— WRITTEN EXERCISE —
Copy out every one of the entries below word for word, leaving out the pictures.
--- WORKING DATA ---
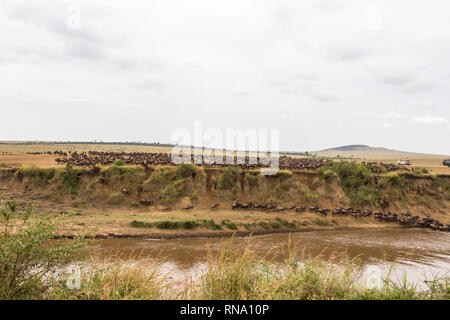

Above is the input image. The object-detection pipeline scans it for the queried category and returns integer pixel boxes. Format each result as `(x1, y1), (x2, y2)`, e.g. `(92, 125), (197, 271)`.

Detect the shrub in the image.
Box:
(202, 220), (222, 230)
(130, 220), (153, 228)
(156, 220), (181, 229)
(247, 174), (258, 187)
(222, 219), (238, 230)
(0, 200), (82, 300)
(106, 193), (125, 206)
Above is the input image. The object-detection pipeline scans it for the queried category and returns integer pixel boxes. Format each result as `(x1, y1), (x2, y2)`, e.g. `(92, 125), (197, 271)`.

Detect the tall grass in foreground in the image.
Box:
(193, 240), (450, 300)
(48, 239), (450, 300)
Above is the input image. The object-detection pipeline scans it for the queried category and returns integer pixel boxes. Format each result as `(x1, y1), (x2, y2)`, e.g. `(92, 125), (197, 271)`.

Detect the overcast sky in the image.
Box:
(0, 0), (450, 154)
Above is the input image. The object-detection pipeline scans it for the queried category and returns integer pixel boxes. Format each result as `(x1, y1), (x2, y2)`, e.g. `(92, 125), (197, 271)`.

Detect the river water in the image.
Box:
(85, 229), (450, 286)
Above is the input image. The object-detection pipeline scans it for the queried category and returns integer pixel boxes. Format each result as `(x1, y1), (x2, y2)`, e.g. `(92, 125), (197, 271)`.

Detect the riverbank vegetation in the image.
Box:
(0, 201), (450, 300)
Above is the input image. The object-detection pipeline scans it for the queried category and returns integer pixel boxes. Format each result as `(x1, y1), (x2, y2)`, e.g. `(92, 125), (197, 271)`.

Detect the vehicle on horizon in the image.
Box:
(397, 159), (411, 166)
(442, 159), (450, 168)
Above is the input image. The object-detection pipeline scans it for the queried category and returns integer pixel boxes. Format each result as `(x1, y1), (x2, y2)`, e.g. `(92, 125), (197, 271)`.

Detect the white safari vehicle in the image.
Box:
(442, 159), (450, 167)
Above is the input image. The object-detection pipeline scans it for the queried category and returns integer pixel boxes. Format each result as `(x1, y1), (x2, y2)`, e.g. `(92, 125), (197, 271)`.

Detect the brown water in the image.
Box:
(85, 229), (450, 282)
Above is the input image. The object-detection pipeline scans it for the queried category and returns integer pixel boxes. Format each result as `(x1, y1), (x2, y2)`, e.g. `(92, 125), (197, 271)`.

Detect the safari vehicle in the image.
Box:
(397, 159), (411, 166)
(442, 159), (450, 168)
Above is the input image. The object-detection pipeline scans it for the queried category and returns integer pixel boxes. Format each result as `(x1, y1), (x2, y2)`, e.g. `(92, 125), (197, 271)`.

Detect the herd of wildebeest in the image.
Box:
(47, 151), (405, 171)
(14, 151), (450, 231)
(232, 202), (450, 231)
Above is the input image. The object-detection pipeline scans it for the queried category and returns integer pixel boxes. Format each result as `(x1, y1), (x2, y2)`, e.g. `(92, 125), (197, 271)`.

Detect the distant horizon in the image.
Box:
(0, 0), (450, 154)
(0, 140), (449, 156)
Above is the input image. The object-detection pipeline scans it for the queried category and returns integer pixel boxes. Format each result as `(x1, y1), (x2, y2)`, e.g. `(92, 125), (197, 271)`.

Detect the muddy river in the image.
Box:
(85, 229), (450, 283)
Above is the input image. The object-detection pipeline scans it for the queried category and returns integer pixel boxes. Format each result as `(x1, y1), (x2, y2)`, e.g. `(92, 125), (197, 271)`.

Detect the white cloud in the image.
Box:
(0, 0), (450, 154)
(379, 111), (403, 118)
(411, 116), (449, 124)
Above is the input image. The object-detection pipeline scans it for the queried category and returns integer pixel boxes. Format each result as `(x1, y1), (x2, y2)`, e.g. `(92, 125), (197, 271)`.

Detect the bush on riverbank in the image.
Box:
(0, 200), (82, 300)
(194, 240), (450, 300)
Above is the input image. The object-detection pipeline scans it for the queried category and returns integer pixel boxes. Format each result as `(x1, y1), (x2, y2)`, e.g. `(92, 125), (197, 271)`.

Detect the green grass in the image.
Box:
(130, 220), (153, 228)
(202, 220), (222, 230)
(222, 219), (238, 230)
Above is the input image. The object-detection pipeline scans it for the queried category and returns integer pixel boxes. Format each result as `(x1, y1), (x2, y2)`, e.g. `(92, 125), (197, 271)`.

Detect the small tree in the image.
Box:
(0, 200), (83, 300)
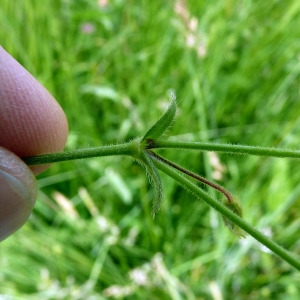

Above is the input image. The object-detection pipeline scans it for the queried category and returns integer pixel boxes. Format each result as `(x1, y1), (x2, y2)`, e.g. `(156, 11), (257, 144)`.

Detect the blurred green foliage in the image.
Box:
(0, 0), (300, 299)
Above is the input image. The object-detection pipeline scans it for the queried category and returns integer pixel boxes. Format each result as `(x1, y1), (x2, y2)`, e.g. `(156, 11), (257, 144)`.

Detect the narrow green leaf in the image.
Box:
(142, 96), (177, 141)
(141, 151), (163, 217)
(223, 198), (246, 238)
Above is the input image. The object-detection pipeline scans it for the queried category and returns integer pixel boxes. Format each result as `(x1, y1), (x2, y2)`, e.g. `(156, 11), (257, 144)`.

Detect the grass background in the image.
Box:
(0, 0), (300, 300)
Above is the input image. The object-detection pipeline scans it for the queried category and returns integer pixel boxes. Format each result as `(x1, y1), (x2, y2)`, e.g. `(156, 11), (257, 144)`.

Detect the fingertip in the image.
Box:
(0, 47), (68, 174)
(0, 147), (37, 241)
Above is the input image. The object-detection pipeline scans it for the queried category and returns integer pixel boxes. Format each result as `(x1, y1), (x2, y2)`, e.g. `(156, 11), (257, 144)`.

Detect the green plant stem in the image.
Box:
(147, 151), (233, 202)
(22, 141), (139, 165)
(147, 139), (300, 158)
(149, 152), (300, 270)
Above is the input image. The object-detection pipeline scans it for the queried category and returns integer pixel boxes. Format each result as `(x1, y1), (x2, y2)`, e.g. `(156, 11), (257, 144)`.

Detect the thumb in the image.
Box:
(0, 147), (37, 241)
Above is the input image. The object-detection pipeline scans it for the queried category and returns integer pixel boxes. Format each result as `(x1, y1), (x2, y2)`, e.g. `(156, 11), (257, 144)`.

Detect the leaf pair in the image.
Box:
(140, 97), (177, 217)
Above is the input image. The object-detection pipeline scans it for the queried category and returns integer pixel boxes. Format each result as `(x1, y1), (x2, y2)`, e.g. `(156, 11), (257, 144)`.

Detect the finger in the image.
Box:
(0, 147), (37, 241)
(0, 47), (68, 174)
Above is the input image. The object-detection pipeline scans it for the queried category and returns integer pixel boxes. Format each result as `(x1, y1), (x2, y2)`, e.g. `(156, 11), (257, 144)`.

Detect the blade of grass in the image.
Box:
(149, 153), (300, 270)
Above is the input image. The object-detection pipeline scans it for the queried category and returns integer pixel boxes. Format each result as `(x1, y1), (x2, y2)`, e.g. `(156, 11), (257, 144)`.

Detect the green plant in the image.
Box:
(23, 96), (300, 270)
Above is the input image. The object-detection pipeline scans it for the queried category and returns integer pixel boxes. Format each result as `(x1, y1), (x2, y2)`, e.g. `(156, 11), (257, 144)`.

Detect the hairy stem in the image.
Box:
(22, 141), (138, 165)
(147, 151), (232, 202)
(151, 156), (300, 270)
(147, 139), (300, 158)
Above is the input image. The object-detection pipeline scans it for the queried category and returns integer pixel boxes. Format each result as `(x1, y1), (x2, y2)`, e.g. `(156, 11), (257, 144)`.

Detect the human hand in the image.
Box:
---
— IN RESPONSE —
Above is the input image. The object-detection pipeline scans it for the queried category and returns integer pixel boxes. Format each result as `(x1, y1), (x2, y2)`, e.g. `(92, 125), (197, 271)`.

Detect the shrub in the image.
Box:
(202, 220), (222, 230)
(130, 220), (153, 228)
(156, 220), (181, 229)
(247, 174), (258, 187)
(222, 219), (238, 230)
(0, 200), (82, 300)
(106, 193), (125, 206)
Above is the input image. The object-detection pipeline scans it for the queried category and returns integer pixel boxes. Format each result as `(x1, y1), (x2, y2)`, e.g. `(92, 125), (197, 271)`.

Detect the tall grass in foreground in the image.
Box:
(193, 240), (450, 300)
(48, 239), (450, 300)
Above is the input image. The object-detection pipeline scans it for the queried category and returns integer pixel boxes. Format each result as `(x1, y1), (x2, y2)`, e.g. `(92, 125), (197, 271)`.

Detect the overcast sky in the image.
Box:
(0, 0), (450, 154)
Above is the input image. The object-detection pipeline scans it for the queried category and returns integer pixel boxes. Format each result as `(x1, y1), (x2, y2)`, e.g. `(92, 125), (197, 271)`.

Detect the river water in the image.
Box:
(85, 229), (450, 286)
Above is the input image. The object-detection pipeline scans it for the queried category and returns integer pixel boxes. Format each result as `(x1, y1), (x2, y2)`, e.g. `(92, 125), (197, 271)`.

Detect the riverbank vegetation in the image.
Box:
(0, 201), (450, 300)
Above is the input image. The object-detection pipeline scans it for the queried category and returns integer pixel boxes. Format each result as `(x1, y1), (x2, y2)`, e.g. `(92, 125), (197, 271)`.

Detect the vehicle on horizon in the image.
Box:
(397, 159), (411, 166)
(442, 159), (450, 168)
Above is the input image. The object-detection pipeline scans it for the queried category and returns integer pixel boxes. Format each result as `(x1, y1), (x2, y2)`, e.g. `(92, 125), (197, 271)`.

Detect the white safari vehicle in the image.
Box:
(442, 159), (450, 167)
Above is the input image. The object-detection pipeline scans it for the queried category and returns integer pixel boxes. Format each result as `(x1, y1), (x2, y2)`, e.g. `(92, 125), (197, 271)`.

Detect the brown water in the image.
Box:
(85, 229), (450, 282)
Above is the input image. The object-detection pipeline scans it for the queried category and returns integer pixel boxes. Format each result as `(x1, y1), (x2, y2)`, e.g. `(92, 125), (197, 271)`.

Detect the safari vehicle in the image.
Box:
(397, 159), (411, 166)
(442, 159), (450, 168)
Above is the input image. The object-detection pipeline scans it for the queried category and returns integer pixel boxes. Format each result as `(x1, y1), (x2, y2)`, e.g. `(92, 125), (197, 271)`.

Detect the herd of wildebeest in the image.
Box:
(47, 151), (405, 171)
(14, 151), (450, 231)
(232, 202), (450, 231)
Above is the input image. The object-detection pipeline scans it for the queried category and returns integer pixel boxes. Format each result as `(x1, y1), (x2, y2)`, e.g. `(92, 125), (197, 271)`.

Detect the distant horizon in the image.
Box:
(0, 0), (450, 154)
(0, 140), (449, 156)
Above is the input image. The object-detection pipeline scans it for the queried category and returns integer pixel boxes. Format each result as `(x1, y1), (x2, y2)`, e.g. `(92, 125), (197, 271)`.

Detect the muddy river in the image.
Box:
(85, 229), (450, 283)
Above is the input image. The object-detection pipeline scans it for the queried category and returns integer pixel boxes. Format each result as `(x1, y1), (x2, y2)`, e.g. `(92, 125), (197, 271)`.

Detect the white cloud in the image.
Box:
(0, 0), (450, 154)
(379, 111), (403, 118)
(411, 116), (449, 124)
Above is the input image. The object-detection pipeline scans it for the queried category and returns integer pixel boxes. Format each result as `(x1, y1), (x2, y2)`, e.g. `(92, 125), (197, 271)`.

Detect the bush on riverbank in the image.
Box:
(0, 200), (82, 300)
(194, 240), (450, 300)
Above is the input image. The object-detection pipeline scans it for the queried category and returns integer pixel boxes. Format each result as `(x1, y1), (x2, y2)`, e.g. `(92, 125), (197, 271)`.

Detect the green grass in the image.
Box:
(130, 220), (153, 228)
(202, 220), (222, 230)
(222, 219), (238, 230)
Above is the input image. The object-detection pipeline scans it for the queried category and returns integer pixel boxes. Format each result as `(x1, y1), (x2, y2)`, e.g. `(92, 125), (197, 271)`.

Detect the small tree in the image.
Box:
(0, 200), (83, 300)

Above is the input image. The object-detection pipeline scans it for the queried category and returns integer pixel boxes. Format each result as `(x1, y1), (x2, y2)`, e.g. `(156, 11), (257, 144)`.

Detect the blurred green foliage in the image.
Box:
(0, 0), (300, 299)
Above is the input image. The object-detection pipeline scans it for the queried category and returns integer pixel boxes. Format each result as `(x1, y1), (x2, y2)`, e.g. `(156, 11), (257, 144)`.

Detect the narrow green leaf in the image.
Box:
(142, 96), (177, 141)
(141, 151), (163, 217)
(223, 198), (246, 238)
Above is the input image. The object-detection pipeline scans it for the queried category and returns integer pixel boxes. Format each result as `(x1, y1), (x2, y2)`, e.g. `(156, 11), (257, 144)`.

Detect the grass background in the image.
Box:
(0, 0), (300, 300)
Above is the input image. The object-detection pipeline scans it for the queried category and returns integer pixel boxes. Format each result as `(x1, y1), (x2, y2)`, e.g. `(156, 11), (257, 144)`.

Detect the fingertip in the image.
Box:
(0, 47), (68, 174)
(0, 147), (37, 241)
Above is the input image. The object-detection pipeline scans it for the queried category and returns integer pixel boxes. Format each result as `(x1, y1), (x2, y2)`, e.g. `(156, 11), (257, 144)`.

Detect the green plant stem in the image.
Box:
(147, 151), (233, 202)
(22, 141), (139, 165)
(147, 139), (300, 158)
(149, 152), (300, 270)
Above is the input image. The object-detection pipeline scans it for the queried category and returns integer pixel boxes. Format each result as `(x1, y1), (x2, y2)`, e.g. `(156, 11), (257, 144)`.

Detect the thumb in the image.
Box:
(0, 147), (37, 241)
Above is the input image. The object-detection pipeline scans it for the queried category and returns integer pixel boxes. Format each result as `(x1, y1), (x2, y2)`, e.g. `(156, 11), (257, 144)`.

Detect the leaf pair in the image.
Box:
(140, 97), (177, 217)
Above is the input image. The object-detection pipeline scans it for the queried category and returns integer pixel boxes. Format each result as `(x1, y1), (x2, y2)`, e.g. `(156, 11), (257, 144)`.

Detect the finger in the image.
Box:
(0, 147), (37, 241)
(0, 47), (68, 174)
Above is the input image. The object-detection pipeline scans it for the queried category and returns integer pixel boxes. Format each result as `(x1, y1), (x2, y2)`, e.g. `(156, 11), (257, 144)`.

Detect the blade of grass in the image.
Box:
(149, 153), (300, 270)
Above is the input image. The object-detection pipeline scans it for the queried category and returns integer pixel boxes. Format each result as `(x1, y1), (x2, y2)`, e.g. `(156, 11), (257, 144)`.

Detect the green plant in the image.
Box:
(23, 96), (300, 270)
Above is the input image. The object-detection pipeline scans it for the queried category and returns integer pixel boxes. Format each result as `(x1, y1), (x2, y2)`, e.g. `(156, 11), (257, 144)`.

Detect the hairy stem in the image.
Box:
(22, 141), (138, 165)
(147, 151), (232, 202)
(151, 156), (300, 270)
(147, 139), (300, 158)
Above is the input image. The object-detection pipeline scans it for the queried category and returns integer pixel boxes. Format each result as `(x1, y1), (x2, y2)`, e.g. `(156, 11), (257, 144)`.

Detect the human hand in the image.
Box:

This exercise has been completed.